[Point localization data]
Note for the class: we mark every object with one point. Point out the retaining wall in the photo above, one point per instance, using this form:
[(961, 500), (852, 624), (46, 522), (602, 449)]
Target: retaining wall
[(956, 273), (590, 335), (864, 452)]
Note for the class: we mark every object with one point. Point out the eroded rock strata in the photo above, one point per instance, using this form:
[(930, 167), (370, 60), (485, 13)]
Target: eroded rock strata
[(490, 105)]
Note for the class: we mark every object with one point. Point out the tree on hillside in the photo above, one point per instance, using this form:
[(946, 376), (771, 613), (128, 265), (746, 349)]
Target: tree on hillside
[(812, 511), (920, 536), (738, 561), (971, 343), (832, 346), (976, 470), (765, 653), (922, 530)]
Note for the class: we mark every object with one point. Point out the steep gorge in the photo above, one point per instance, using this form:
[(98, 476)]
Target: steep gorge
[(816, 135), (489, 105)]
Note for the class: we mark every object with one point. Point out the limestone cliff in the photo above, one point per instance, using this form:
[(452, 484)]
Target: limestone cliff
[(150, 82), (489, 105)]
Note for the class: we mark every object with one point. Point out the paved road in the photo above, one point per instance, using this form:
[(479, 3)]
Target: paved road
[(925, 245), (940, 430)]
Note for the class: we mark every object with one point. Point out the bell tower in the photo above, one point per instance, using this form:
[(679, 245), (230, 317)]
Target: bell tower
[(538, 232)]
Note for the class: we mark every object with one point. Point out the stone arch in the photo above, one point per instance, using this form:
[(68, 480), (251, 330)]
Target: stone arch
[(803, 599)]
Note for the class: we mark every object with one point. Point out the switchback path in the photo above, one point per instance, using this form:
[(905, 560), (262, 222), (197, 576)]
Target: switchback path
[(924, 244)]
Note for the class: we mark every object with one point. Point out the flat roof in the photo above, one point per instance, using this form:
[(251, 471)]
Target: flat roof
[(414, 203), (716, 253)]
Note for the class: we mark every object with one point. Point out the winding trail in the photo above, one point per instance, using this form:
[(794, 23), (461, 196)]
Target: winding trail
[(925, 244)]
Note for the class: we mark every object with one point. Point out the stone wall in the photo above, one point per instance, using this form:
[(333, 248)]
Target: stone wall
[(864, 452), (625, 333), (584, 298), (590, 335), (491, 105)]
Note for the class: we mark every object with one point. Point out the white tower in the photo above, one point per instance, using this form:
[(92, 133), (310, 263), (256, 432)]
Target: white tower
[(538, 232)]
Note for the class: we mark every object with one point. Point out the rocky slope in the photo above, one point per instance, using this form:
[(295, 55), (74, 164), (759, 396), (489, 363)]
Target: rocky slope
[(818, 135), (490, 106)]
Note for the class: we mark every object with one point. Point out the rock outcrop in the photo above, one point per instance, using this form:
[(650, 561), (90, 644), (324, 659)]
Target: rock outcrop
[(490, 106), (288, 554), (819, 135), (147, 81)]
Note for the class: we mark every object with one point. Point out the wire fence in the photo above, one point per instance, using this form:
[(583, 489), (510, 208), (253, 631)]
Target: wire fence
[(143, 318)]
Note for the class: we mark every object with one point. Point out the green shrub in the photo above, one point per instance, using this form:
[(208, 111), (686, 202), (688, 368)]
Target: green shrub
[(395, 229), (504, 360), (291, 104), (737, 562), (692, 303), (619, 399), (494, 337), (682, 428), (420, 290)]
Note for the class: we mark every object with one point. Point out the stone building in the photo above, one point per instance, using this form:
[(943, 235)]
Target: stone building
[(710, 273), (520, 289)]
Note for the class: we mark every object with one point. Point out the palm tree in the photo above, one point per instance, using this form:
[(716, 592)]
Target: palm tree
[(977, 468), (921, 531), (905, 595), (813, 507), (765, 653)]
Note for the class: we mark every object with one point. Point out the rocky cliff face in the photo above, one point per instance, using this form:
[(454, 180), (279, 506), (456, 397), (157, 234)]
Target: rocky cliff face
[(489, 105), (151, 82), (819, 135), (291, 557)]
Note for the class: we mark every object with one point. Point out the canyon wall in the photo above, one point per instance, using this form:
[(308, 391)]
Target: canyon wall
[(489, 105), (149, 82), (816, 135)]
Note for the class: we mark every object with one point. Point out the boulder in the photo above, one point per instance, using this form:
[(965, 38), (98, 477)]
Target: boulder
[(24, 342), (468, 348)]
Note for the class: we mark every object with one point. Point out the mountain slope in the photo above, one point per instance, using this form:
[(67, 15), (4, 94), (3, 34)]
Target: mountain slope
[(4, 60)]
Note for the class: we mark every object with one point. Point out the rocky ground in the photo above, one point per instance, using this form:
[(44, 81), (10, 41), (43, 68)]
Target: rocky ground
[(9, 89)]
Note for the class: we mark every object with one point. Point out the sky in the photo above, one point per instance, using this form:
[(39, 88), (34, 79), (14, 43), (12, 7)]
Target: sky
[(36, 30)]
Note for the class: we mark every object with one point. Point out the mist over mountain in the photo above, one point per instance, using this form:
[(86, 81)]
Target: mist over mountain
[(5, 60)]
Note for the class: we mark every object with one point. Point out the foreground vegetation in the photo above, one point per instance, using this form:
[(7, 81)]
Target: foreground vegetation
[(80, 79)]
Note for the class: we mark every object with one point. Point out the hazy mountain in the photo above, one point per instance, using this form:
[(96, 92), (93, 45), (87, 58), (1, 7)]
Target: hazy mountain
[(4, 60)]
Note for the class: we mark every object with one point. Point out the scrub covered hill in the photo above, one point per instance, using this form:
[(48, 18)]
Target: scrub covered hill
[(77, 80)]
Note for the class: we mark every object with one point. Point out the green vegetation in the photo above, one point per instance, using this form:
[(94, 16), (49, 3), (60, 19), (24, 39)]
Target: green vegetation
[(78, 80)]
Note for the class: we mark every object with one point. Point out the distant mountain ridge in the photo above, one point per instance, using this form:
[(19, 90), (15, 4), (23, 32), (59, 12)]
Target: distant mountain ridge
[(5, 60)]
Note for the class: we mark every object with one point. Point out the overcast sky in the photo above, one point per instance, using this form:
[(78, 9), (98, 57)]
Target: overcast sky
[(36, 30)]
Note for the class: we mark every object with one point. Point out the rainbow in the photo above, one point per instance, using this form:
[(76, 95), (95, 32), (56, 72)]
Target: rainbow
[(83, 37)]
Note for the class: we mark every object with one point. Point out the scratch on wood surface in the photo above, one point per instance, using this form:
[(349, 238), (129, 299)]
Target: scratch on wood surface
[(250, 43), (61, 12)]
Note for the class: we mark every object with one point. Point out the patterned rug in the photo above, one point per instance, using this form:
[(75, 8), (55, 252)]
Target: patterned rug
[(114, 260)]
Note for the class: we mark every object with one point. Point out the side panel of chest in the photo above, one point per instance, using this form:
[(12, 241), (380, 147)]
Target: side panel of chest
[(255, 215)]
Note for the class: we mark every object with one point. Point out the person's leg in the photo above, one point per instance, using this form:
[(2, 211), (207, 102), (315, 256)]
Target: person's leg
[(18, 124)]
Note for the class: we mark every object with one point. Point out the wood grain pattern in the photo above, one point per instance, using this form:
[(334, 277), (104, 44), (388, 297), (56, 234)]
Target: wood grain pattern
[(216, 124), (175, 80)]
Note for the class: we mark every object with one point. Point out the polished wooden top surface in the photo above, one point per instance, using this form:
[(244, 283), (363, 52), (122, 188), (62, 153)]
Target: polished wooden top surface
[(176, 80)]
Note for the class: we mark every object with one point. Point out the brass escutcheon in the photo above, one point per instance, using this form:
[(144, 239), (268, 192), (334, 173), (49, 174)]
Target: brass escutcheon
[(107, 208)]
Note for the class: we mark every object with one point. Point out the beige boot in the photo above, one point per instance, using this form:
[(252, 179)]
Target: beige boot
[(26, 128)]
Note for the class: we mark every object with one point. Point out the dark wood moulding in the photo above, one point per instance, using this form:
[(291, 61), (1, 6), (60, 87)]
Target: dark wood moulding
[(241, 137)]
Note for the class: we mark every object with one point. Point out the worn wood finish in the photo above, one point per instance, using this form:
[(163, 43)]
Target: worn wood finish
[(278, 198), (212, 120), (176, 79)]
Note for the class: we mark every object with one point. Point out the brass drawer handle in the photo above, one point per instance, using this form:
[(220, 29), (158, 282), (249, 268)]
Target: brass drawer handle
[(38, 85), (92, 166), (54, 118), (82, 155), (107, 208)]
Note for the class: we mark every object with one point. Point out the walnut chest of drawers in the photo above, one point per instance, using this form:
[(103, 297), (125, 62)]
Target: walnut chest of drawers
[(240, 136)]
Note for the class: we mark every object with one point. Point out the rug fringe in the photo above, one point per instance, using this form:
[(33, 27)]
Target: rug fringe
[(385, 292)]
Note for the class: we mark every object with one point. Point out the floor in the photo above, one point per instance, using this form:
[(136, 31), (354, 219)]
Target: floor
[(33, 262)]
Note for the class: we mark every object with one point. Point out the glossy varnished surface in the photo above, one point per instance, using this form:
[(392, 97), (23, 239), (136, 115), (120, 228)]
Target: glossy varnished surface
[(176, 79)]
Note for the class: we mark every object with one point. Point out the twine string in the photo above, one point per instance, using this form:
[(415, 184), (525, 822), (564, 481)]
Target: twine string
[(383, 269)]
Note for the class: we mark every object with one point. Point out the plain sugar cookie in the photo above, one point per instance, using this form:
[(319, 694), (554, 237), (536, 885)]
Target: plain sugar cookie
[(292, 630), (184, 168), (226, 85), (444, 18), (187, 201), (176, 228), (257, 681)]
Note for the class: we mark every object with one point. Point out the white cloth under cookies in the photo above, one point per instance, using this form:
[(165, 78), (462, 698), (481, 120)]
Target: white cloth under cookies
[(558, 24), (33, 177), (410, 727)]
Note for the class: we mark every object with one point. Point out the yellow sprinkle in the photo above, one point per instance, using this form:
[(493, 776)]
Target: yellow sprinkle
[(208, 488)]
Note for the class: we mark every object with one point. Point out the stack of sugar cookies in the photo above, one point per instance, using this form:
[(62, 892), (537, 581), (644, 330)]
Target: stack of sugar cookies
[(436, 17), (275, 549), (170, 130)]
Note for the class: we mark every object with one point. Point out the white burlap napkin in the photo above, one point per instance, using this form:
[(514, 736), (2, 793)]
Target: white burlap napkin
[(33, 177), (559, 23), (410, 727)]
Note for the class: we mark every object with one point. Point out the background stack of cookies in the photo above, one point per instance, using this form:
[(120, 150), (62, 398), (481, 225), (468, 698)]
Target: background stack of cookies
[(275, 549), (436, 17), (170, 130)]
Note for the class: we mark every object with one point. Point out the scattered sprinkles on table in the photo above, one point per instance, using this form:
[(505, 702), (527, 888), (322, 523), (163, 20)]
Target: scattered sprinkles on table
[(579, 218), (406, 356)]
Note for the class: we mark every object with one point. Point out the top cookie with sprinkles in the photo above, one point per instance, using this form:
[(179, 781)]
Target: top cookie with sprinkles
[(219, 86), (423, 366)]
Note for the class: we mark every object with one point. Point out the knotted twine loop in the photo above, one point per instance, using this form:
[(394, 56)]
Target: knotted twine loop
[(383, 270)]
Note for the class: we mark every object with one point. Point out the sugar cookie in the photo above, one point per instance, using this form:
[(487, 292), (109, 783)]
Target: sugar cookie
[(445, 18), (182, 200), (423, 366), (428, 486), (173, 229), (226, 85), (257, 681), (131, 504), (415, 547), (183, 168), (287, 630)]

YOUR TASK: From the first line of the data above through the line containing "[(946, 376), (771, 613), (128, 265), (746, 349)]", repeat each line exactly, and add nothing.

YOUR RESPONSE:
Note for the class: we mark every object with one point. Point out the retaining wall in the photo above, one point per instance, using this form:
[(961, 500), (852, 624), (46, 522), (602, 449)]
Target: retaining wall
[(956, 273), (590, 335), (864, 452)]
Note for the class: we mark every object with one point. Point out the eroded rock strata in the photo above, one point per instance, using this form:
[(930, 167), (370, 60), (485, 13)]
Target: eroded rock strata
[(490, 105)]
Note for the class: we mark every object with one point. Point out the tree on hillside in the photo above, one point per instance, using this form:
[(946, 376), (771, 613), (128, 265), (746, 349)]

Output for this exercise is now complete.